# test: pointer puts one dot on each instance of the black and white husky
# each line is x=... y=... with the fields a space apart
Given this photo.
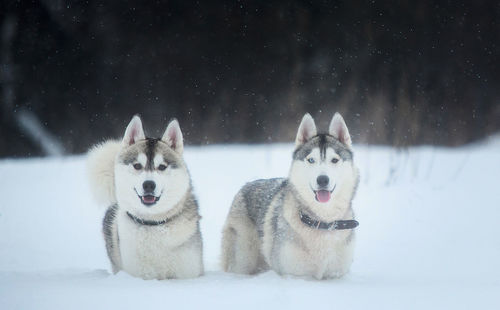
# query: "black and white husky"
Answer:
x=151 y=227
x=301 y=225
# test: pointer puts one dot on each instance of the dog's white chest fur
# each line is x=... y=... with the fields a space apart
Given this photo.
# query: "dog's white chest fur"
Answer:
x=321 y=254
x=156 y=252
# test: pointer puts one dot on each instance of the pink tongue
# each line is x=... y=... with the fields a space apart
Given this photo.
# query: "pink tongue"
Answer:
x=148 y=199
x=323 y=196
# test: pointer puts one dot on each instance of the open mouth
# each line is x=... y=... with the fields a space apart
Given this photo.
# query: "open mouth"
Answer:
x=323 y=195
x=148 y=199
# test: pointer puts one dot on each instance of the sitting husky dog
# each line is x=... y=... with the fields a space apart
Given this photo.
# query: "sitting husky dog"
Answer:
x=151 y=227
x=301 y=225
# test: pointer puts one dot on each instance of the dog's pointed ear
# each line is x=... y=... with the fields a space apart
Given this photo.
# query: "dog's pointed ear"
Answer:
x=173 y=136
x=134 y=131
x=339 y=130
x=307 y=130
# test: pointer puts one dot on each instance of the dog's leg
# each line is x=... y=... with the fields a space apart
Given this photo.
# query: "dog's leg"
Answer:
x=240 y=241
x=110 y=232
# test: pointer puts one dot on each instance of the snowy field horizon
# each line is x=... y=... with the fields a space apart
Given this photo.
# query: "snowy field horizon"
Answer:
x=428 y=237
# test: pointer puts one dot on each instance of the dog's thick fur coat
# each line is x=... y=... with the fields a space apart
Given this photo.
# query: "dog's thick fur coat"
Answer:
x=264 y=229
x=151 y=227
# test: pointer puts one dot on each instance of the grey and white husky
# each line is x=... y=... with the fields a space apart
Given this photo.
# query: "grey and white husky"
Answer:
x=151 y=227
x=301 y=225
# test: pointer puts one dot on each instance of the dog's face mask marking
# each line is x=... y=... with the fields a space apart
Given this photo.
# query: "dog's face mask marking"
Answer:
x=322 y=162
x=151 y=176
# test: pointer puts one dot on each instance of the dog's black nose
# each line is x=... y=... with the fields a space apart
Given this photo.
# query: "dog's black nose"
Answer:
x=323 y=180
x=149 y=186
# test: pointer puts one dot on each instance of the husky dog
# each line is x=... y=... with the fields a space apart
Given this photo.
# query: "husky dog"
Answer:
x=301 y=225
x=151 y=227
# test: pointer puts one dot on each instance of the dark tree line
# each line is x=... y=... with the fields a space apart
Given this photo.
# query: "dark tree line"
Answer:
x=402 y=73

= = = =

▶ _Aim of the task_
Everything above except the pictures must be restated exactly.

▶ _Finished exercise_
# test: pointer puts one dot on each instance of the black and white husky
# each line is x=... y=... with the fields a space apart
Given this photo.
# query: "black and white husky"
Answer:
x=151 y=227
x=301 y=225
# test: pointer puts one dot on each instance of the dog's white chest fur
# each line is x=... y=... with the fields a space apart
Given this photo.
# query: "dog's white chest fur"
Answer:
x=321 y=254
x=156 y=252
# test: pointer puts one dot on each instance of the pink tongue
# each line is x=... y=... with the fields a space apart
Given this photo.
# query: "pink tongue"
Answer:
x=148 y=199
x=323 y=196
# test: pointer puts one dot on each instance of the open mouth
# each line is x=... y=... with the fields a space apart
Given this photo.
# query: "open mouth"
Answer:
x=323 y=195
x=148 y=199
# test: pointer puts one dot on each instance of the sitting husky dog
# each line is x=... y=... with the fields a space apart
Given this photo.
# query: "sitting husky dog"
Answer:
x=151 y=227
x=301 y=225
# test: pointer puts one dot on each instance of the dog's pointed ear
# each line is x=... y=... with the fields a space apart
Given this photo.
# query: "dog's pointed ear"
Answer:
x=173 y=136
x=134 y=131
x=339 y=130
x=307 y=130
# test: pointer puts one dot on each instance of the dog's leg
# each line is x=... y=... with the fields a space apart
Given this photo.
# query: "dog's leg"
Answer:
x=240 y=241
x=110 y=232
# test: pointer puts one dot on each instance of the snowy field horizon
# each line is x=... y=... with the fields a space apart
Given this photo.
# query: "snowy field horizon"
Answer:
x=428 y=237
# test: pointer puts one dot on each instance of the dog's thick fur coat
# each line is x=... y=... with the fields a space apart
Given this photo.
# query: "dog's thick fur coat"
Answer:
x=264 y=229
x=151 y=227
# test: pointer puts one dot on each instance of the grey and white husky
# each line is x=... y=... with the fields a space apart
Given this photo.
# query: "grey and white husky"
Answer:
x=151 y=227
x=301 y=225
# test: pointer puts one dot on each instance of the dog's face mask marking
# each line is x=... y=... with the fields a space apart
Given this photo.
# query: "dog's face mask marking"
Answer:
x=322 y=162
x=151 y=176
# test: pointer puts one dot on each instance of the dog's black nose
# each line is x=... y=... with the fields a space apart
Given this photo.
# query: "dog's black nose"
Answer:
x=323 y=180
x=149 y=186
# test: pointer puts one dot on each instance of the husky dog
# each line is x=... y=... with the fields a space apart
Given this photo.
# query: "husky dog"
Answer:
x=301 y=225
x=151 y=227
# test: pointer puts one dot on each instance of the dark tree line
# each line is x=... y=... with the fields a space apart
Given this photo.
# query: "dark tree line"
Answer:
x=402 y=73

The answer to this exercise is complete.